◆ **EXERCISE DETAILS**:
Within the material that follows, how many lines include the string "girl"? Answer with the number and nothing more.

━━━━━━━━

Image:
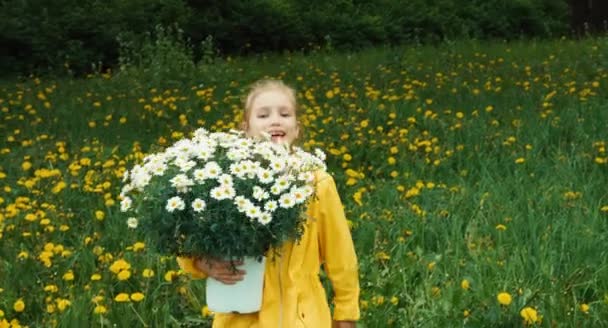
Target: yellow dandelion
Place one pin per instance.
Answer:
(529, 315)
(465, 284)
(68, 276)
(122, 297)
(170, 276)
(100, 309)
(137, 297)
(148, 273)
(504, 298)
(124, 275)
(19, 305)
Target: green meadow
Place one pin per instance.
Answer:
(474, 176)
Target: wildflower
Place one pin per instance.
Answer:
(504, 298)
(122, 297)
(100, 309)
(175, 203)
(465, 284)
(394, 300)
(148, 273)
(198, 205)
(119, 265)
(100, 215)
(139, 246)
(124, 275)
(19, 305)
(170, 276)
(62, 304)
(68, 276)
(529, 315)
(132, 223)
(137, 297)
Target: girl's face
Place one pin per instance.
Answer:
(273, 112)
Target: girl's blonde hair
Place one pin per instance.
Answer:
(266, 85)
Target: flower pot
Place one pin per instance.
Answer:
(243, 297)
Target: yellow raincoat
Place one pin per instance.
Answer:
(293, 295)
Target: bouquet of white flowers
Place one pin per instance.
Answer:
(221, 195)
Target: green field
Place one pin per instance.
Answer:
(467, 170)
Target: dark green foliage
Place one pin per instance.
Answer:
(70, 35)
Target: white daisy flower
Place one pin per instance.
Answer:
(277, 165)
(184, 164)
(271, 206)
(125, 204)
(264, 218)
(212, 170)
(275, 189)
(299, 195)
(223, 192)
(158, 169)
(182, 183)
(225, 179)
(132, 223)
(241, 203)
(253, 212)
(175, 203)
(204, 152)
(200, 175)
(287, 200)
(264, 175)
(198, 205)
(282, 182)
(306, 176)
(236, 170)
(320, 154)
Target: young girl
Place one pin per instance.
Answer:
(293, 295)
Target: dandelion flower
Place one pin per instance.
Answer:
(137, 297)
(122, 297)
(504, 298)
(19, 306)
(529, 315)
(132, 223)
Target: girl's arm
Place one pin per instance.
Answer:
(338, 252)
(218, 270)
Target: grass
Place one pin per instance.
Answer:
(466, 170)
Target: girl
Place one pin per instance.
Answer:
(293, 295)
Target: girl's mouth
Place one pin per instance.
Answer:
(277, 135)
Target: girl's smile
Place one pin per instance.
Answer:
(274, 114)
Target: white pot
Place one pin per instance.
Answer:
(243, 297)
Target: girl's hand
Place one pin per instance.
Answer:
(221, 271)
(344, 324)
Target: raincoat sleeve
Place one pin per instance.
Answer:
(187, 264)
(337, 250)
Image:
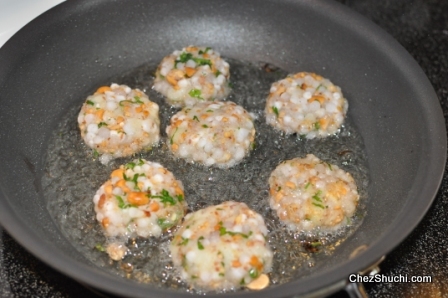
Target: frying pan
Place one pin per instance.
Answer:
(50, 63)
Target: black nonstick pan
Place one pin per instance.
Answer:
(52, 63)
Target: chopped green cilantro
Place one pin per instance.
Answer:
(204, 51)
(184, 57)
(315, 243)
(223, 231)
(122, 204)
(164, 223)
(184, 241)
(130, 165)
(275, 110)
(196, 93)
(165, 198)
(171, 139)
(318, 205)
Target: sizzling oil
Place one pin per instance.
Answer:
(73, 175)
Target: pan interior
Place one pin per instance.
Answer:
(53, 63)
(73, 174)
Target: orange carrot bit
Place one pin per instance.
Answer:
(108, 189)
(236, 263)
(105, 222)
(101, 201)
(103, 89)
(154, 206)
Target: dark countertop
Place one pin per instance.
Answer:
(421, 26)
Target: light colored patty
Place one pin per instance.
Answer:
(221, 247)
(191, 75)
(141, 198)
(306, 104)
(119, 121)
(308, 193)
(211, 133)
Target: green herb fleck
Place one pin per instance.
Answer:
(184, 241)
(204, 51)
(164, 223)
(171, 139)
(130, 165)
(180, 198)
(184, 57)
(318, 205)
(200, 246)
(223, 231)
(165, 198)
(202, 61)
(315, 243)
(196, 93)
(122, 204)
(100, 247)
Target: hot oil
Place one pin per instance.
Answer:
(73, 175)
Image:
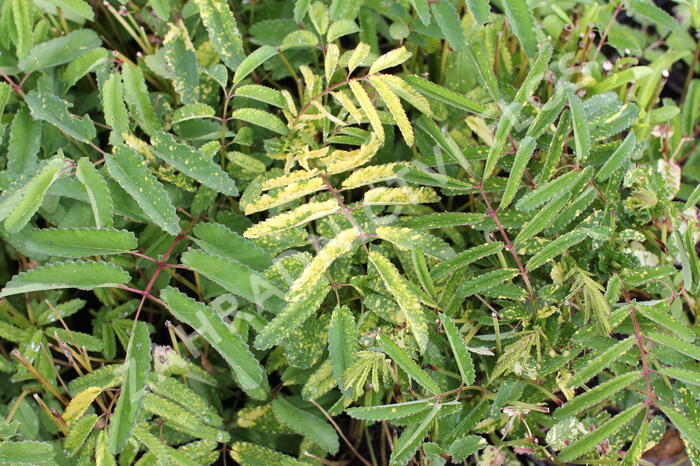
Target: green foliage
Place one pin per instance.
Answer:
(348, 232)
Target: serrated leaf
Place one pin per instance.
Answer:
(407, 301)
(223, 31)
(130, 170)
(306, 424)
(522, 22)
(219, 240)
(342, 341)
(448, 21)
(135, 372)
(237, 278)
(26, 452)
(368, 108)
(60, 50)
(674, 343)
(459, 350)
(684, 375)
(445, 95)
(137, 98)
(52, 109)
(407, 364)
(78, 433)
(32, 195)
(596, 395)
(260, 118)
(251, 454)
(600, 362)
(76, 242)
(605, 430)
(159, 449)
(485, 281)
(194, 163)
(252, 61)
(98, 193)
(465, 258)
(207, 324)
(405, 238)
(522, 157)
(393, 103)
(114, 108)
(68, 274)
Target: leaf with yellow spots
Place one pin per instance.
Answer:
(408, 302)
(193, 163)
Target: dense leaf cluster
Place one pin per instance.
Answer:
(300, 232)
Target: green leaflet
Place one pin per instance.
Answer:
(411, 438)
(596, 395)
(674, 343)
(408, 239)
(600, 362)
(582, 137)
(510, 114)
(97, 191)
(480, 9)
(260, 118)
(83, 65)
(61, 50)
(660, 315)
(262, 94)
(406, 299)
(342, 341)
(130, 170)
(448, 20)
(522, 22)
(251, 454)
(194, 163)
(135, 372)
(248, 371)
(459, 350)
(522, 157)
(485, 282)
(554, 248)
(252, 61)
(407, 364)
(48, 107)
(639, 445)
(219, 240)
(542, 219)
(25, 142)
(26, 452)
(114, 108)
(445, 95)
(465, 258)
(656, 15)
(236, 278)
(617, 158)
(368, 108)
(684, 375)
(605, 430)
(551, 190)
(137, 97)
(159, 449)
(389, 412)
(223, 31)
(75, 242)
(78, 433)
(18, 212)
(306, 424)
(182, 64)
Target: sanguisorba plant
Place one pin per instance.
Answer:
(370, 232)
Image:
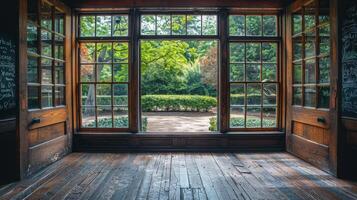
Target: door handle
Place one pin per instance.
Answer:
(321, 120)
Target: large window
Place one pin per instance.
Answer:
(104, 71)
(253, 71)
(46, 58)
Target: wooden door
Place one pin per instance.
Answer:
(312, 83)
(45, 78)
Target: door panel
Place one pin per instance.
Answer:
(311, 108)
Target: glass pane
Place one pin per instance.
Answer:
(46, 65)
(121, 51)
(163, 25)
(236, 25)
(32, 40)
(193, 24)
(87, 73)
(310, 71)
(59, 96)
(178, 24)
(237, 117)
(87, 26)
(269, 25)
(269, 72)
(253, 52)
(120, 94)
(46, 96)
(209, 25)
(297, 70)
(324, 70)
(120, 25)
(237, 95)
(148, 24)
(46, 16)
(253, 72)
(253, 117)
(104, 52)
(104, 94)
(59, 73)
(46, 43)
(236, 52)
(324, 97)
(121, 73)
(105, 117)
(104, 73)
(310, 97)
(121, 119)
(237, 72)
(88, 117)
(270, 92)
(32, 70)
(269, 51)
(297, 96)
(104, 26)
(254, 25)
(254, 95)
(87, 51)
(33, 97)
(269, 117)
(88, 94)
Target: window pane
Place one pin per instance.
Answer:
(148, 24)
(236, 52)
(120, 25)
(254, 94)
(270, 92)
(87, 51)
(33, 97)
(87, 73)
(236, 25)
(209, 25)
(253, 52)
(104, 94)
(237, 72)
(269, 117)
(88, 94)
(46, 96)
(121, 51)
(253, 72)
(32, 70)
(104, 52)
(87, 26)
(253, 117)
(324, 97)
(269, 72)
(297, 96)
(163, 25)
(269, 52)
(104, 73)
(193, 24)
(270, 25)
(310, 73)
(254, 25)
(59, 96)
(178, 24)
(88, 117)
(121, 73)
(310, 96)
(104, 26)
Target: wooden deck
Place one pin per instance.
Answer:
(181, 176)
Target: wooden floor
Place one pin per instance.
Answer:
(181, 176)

━━━━━━━━

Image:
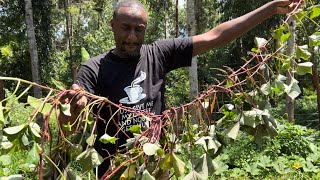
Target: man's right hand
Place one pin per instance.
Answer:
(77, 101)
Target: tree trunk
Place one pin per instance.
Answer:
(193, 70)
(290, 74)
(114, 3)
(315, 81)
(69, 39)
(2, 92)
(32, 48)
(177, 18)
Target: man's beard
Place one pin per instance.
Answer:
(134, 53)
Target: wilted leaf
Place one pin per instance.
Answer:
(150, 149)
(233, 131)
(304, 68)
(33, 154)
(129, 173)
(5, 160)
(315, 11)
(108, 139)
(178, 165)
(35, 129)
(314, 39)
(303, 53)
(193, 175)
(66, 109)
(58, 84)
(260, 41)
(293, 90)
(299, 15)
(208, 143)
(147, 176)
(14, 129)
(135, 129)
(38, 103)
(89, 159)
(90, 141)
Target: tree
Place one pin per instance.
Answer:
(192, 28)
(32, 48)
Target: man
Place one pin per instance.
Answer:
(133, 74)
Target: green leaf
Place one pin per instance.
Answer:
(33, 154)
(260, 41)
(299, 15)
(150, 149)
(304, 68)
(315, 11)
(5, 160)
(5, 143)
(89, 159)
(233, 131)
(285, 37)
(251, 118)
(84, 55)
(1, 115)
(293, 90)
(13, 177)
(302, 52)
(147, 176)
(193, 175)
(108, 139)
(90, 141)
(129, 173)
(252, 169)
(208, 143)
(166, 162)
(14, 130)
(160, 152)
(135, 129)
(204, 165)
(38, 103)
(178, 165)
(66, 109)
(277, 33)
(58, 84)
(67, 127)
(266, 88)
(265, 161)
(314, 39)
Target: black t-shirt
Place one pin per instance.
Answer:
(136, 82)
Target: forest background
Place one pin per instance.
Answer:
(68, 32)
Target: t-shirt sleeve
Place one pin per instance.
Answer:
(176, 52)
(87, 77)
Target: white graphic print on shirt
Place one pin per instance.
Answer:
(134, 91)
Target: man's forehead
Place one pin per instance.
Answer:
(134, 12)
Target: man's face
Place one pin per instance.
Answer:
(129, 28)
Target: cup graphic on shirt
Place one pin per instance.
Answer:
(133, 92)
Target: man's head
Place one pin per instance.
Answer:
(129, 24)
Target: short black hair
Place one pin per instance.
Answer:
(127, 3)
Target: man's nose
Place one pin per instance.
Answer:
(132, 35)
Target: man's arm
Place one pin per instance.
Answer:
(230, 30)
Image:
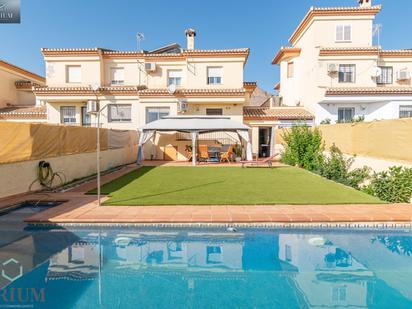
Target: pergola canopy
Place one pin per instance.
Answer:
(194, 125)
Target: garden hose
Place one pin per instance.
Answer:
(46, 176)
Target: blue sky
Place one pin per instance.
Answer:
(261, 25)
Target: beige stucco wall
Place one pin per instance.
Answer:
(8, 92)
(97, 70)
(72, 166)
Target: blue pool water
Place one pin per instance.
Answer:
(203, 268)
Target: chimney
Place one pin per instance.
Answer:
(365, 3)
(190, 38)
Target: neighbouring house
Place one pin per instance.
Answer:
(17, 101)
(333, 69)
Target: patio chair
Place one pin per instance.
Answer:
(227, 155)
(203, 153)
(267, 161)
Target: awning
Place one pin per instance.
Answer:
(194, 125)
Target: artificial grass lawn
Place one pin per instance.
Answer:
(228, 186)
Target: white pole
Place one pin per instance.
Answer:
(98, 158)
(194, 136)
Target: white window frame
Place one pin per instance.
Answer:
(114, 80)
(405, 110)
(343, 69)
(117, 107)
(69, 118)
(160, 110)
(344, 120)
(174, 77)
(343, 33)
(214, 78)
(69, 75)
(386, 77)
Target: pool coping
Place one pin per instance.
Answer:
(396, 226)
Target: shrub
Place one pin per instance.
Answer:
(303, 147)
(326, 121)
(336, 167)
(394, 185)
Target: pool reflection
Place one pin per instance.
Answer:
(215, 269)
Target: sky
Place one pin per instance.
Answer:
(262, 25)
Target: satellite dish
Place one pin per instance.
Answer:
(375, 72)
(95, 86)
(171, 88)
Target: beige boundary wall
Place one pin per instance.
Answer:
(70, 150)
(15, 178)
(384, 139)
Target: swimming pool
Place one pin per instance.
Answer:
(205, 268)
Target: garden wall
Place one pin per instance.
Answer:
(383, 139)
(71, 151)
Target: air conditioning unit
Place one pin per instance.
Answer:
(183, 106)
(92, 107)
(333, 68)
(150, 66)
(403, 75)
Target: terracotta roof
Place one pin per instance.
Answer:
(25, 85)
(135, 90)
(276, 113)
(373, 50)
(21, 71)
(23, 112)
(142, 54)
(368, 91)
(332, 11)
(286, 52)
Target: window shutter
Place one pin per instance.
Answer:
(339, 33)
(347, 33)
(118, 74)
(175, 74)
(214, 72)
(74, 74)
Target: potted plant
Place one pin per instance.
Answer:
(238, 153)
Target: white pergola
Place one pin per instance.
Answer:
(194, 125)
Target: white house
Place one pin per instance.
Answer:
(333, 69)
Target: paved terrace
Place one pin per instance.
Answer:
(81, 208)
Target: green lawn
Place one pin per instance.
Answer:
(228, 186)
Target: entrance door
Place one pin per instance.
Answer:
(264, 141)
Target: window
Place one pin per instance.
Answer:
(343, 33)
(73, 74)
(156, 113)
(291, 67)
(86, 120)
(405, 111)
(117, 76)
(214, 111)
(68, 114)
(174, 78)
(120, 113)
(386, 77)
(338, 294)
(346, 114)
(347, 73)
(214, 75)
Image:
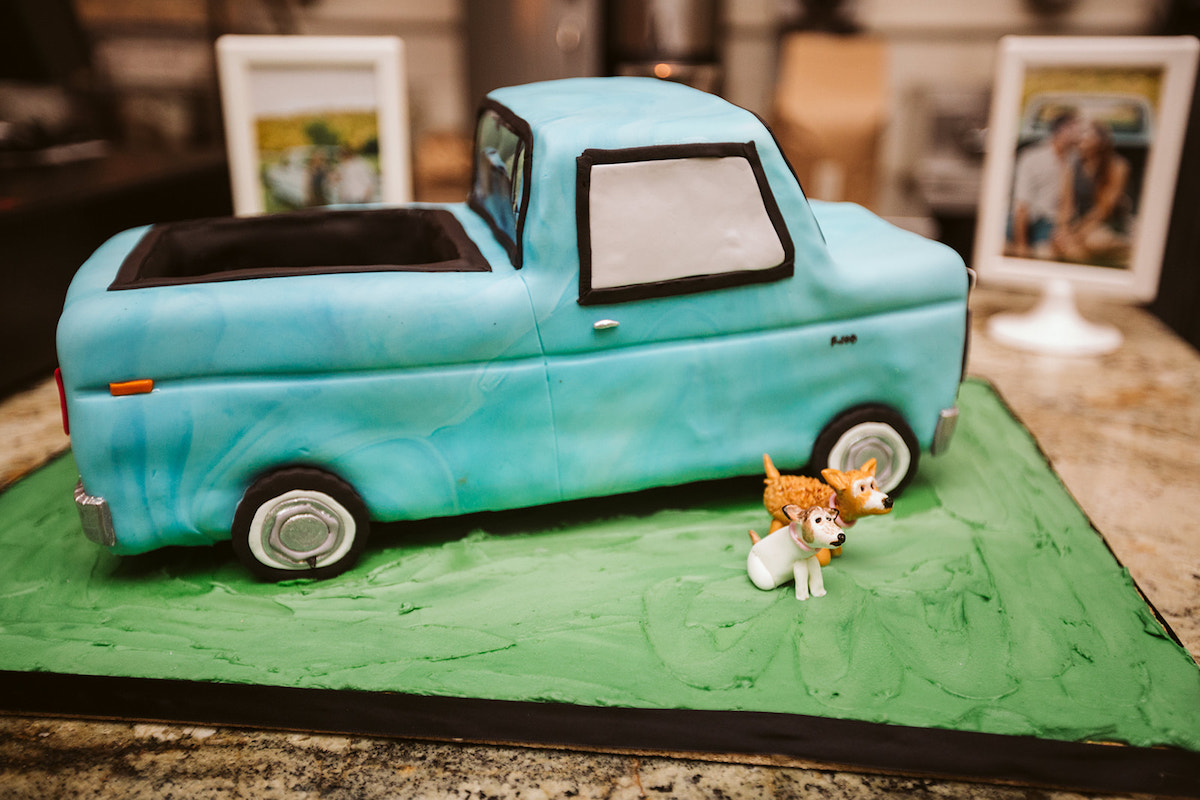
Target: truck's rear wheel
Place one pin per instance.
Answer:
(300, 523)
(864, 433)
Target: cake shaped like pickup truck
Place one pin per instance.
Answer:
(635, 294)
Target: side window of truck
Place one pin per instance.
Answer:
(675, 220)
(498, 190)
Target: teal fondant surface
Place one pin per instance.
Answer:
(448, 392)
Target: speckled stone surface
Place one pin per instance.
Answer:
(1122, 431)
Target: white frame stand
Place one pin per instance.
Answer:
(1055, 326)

━━━━━━━━

◆ **FINISHED TASK**:
8